* **Stated exercise**: Reproduce the following records exactly from the line containing "underside in this photo." onward, ending with the last line and including it.

Object point labels
########################################
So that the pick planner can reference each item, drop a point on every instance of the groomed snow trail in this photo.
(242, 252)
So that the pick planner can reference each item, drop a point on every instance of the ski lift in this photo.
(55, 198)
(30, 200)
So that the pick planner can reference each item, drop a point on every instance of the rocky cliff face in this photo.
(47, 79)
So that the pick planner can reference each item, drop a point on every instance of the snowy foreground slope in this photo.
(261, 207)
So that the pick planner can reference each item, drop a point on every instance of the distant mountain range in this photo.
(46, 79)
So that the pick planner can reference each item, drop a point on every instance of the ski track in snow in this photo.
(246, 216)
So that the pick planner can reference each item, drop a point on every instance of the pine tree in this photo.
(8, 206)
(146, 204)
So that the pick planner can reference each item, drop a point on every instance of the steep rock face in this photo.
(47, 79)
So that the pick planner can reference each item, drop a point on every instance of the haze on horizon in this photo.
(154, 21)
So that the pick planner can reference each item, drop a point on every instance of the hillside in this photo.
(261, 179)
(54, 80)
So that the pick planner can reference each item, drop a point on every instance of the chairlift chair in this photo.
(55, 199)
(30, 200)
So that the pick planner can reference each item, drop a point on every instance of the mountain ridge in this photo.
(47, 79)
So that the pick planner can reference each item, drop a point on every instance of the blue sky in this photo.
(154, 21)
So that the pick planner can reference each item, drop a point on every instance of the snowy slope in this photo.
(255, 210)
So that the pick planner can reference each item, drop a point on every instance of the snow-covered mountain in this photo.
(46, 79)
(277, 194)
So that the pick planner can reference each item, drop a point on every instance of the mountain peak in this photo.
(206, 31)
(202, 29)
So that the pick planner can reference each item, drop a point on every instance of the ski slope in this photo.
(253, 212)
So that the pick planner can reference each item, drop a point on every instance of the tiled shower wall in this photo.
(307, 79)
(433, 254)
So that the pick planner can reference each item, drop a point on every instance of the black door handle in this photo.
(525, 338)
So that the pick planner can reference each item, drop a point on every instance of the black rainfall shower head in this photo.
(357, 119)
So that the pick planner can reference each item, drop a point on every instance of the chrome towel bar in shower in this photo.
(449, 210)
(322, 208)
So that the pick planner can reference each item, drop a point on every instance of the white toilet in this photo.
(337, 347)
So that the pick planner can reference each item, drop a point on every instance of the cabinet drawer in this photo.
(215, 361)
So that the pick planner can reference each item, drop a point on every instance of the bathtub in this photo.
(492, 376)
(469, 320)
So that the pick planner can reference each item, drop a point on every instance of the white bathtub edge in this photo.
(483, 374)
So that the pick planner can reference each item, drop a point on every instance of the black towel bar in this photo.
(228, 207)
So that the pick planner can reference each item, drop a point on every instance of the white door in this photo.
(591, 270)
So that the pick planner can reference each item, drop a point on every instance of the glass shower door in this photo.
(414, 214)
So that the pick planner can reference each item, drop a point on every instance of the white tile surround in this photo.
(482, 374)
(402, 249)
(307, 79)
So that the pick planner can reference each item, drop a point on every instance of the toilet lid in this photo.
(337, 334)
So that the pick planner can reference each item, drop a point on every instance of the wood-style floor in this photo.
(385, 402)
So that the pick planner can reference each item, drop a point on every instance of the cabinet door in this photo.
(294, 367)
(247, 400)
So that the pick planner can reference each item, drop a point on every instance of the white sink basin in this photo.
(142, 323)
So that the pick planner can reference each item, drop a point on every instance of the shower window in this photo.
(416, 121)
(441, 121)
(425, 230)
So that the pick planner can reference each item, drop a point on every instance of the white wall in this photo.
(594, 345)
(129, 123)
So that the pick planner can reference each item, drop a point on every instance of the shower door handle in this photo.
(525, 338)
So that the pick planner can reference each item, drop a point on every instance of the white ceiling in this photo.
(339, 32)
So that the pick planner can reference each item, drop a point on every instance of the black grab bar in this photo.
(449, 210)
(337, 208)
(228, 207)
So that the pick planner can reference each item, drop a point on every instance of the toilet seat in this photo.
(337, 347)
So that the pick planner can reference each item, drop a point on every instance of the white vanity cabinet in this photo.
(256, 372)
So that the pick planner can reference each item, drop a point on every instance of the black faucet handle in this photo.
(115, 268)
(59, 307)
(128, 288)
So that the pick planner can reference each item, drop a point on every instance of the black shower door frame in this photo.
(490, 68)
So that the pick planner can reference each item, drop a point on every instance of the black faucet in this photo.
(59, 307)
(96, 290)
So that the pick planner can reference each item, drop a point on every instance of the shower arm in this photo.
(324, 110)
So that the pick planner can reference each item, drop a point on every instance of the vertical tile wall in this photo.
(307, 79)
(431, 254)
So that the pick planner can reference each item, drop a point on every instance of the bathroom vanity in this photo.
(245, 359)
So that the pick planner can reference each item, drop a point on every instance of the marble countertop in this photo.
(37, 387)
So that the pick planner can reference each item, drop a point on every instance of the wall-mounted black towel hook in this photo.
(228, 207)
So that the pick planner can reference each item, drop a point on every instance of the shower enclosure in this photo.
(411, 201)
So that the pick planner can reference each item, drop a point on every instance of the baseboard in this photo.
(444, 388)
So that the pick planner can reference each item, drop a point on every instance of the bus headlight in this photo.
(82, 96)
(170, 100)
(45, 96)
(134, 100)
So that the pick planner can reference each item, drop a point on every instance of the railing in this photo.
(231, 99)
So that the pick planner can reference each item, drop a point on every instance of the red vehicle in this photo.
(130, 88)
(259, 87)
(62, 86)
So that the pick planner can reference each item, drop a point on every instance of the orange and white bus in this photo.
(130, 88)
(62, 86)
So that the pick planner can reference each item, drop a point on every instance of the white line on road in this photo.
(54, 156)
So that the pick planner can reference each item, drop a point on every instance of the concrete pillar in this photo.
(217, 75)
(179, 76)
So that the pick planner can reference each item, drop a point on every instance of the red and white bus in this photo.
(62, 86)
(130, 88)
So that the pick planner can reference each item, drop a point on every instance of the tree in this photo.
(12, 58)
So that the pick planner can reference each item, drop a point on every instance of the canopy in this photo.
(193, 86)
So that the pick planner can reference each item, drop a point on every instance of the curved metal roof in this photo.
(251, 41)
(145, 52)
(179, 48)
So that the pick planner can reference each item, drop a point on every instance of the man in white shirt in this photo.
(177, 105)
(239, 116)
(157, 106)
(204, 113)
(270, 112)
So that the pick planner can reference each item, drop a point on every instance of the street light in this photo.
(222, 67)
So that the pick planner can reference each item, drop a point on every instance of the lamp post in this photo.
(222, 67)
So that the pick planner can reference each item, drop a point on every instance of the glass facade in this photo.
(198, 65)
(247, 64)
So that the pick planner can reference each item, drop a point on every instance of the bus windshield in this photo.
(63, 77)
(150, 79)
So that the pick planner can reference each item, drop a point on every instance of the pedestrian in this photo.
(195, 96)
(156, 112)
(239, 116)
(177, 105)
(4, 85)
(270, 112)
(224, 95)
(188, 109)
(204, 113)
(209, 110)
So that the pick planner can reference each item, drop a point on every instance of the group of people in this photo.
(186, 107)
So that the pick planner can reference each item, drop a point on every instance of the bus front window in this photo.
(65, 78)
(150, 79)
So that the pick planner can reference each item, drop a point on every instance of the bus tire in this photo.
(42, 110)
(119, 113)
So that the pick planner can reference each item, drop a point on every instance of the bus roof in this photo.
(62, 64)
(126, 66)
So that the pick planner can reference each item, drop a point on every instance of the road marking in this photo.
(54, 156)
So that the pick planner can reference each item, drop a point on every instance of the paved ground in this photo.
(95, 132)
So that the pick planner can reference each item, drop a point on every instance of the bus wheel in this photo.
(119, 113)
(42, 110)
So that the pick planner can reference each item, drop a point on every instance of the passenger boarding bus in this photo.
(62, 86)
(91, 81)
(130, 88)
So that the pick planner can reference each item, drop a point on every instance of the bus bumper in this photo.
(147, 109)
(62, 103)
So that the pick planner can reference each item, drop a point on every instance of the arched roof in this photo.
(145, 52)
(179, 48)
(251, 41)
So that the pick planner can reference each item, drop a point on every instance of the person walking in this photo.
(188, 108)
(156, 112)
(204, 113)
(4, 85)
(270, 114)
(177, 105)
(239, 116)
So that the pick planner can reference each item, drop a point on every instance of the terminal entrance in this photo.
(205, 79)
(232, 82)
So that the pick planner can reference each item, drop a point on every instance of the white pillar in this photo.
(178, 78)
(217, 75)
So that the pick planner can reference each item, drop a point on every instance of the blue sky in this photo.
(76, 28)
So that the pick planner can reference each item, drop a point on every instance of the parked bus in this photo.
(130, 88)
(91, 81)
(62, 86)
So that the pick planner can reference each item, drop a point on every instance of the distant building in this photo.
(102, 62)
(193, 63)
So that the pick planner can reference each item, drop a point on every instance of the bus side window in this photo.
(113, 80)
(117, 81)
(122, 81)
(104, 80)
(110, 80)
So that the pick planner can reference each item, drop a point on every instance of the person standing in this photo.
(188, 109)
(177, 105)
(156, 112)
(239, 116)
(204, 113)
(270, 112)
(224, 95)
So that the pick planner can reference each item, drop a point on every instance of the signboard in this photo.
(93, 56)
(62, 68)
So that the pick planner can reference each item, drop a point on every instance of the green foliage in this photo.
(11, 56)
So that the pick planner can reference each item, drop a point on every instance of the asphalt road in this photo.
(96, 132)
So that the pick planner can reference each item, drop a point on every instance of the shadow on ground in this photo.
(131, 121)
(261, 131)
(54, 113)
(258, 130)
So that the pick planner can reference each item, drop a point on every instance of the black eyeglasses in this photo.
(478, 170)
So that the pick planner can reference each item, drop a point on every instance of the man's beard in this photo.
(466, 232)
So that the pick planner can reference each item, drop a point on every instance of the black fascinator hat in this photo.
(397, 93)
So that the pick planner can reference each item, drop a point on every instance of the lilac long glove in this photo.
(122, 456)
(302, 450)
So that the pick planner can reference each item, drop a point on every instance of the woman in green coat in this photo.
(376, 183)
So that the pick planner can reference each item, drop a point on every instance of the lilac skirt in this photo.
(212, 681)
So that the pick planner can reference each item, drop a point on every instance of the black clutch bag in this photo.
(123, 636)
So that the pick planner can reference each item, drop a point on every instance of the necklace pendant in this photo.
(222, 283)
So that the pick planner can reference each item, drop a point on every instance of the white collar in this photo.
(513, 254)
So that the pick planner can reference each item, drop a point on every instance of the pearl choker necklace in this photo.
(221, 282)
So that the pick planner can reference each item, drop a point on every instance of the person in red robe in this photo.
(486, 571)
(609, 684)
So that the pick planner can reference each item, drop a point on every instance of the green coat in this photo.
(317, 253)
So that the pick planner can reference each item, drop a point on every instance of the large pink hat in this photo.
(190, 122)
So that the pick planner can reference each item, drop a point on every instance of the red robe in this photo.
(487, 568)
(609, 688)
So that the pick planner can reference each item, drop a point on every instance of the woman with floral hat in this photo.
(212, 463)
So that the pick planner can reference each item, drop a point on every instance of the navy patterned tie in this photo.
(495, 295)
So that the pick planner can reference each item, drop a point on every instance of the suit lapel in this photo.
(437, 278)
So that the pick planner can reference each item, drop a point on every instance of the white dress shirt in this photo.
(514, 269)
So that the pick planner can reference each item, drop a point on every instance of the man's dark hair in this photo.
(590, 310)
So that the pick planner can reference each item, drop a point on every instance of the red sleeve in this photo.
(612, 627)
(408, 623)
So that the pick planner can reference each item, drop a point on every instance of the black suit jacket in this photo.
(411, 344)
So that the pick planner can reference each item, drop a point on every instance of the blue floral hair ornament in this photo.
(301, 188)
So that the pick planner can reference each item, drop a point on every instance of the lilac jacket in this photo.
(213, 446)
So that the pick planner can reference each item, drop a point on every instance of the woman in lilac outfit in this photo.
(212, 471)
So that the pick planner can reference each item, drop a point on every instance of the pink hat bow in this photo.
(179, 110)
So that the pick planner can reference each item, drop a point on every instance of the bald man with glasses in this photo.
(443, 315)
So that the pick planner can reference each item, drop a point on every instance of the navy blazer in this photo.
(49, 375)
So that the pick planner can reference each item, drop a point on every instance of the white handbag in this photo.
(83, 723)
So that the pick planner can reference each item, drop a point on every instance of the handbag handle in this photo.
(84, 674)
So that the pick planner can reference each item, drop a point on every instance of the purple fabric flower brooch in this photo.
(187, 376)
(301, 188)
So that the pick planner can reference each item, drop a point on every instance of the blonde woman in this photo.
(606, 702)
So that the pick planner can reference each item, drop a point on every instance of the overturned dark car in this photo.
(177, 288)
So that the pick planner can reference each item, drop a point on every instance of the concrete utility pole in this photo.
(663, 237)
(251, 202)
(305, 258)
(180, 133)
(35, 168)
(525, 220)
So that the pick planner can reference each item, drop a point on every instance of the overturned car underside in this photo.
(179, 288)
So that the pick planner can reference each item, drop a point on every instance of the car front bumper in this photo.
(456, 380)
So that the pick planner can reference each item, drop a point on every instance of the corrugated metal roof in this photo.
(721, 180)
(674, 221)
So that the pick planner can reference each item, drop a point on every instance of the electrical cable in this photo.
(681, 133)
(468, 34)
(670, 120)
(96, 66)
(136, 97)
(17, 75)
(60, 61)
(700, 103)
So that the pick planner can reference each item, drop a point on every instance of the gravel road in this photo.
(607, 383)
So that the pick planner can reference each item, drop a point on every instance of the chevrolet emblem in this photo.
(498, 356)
########################################
* **Written response**:
So that the pick planner can reference each item, drop a point on every instance of the overturned car underside in this photo.
(179, 288)
So that the pick planner can reference each item, drop a point on every instance of the car front bumper in this photo.
(456, 380)
So that the pick planner can reference each item, drop a point on every instance of the corrugated metal roof in this photo.
(721, 180)
(674, 221)
So that the pick planner can reference each item, drop a point on every instance of the electrical cable in this photo.
(681, 133)
(468, 34)
(670, 120)
(96, 66)
(136, 97)
(17, 75)
(60, 61)
(700, 103)
So that the pick planner can reference each item, drop a point on every instance of the gravel road in this photo.
(607, 383)
So that the pick planner can reference each item, drop a point on every instance of the chevrolet emblem in this photo.
(498, 356)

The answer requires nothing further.